- [SET PROBLEM]: Copy from the listing below, character for character, only the lines from the one containing "Game engine object recognition — detect white" through the one containing "0, 0, 525, 348", including both.

========================

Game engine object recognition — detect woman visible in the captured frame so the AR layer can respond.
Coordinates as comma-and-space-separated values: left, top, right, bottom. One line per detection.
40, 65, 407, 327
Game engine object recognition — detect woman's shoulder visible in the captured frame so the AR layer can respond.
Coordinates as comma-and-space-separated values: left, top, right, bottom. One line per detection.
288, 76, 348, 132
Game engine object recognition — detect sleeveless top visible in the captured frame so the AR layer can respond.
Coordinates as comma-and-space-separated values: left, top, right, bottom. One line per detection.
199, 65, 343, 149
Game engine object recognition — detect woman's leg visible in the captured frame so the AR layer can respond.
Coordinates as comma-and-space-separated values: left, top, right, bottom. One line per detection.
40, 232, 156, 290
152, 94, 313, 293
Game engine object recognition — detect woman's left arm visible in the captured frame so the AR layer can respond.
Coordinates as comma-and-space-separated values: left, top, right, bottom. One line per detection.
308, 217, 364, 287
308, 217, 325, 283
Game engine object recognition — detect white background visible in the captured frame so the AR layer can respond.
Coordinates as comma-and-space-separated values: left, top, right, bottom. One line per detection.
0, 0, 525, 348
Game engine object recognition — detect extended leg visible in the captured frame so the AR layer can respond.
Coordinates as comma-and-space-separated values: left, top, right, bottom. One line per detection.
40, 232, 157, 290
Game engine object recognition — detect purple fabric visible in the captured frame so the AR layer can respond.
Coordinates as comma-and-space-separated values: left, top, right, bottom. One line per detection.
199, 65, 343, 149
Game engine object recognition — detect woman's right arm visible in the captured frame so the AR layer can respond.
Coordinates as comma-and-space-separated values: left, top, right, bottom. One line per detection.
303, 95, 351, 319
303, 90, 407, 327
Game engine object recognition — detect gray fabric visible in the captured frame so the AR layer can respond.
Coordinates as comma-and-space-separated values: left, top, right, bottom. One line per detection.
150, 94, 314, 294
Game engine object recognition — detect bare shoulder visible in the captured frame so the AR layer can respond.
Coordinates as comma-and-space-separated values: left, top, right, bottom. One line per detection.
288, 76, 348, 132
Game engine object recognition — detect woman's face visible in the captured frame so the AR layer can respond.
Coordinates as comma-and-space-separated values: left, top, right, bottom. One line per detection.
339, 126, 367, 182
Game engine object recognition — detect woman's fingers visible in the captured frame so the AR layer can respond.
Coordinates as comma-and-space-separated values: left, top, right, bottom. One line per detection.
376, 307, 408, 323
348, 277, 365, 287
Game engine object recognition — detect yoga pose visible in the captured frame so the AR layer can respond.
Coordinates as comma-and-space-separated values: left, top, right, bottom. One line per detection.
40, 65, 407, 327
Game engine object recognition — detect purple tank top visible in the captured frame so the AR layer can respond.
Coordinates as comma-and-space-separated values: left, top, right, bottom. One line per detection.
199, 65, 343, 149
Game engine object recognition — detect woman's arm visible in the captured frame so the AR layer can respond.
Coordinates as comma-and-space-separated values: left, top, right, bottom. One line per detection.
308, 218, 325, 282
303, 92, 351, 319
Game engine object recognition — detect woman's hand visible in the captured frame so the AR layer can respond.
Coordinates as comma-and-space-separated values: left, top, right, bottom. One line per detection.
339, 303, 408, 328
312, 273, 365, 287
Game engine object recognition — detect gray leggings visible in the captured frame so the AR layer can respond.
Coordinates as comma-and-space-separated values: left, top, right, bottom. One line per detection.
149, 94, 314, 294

========================

- [OUTPUT OF THE EXERCISE]:
Game engine object recognition — detect white background visible in the captured frame so the AR layer can respond.
Coordinates as comma-and-space-separated values: left, top, right, bottom. One line per detection.
0, 0, 525, 348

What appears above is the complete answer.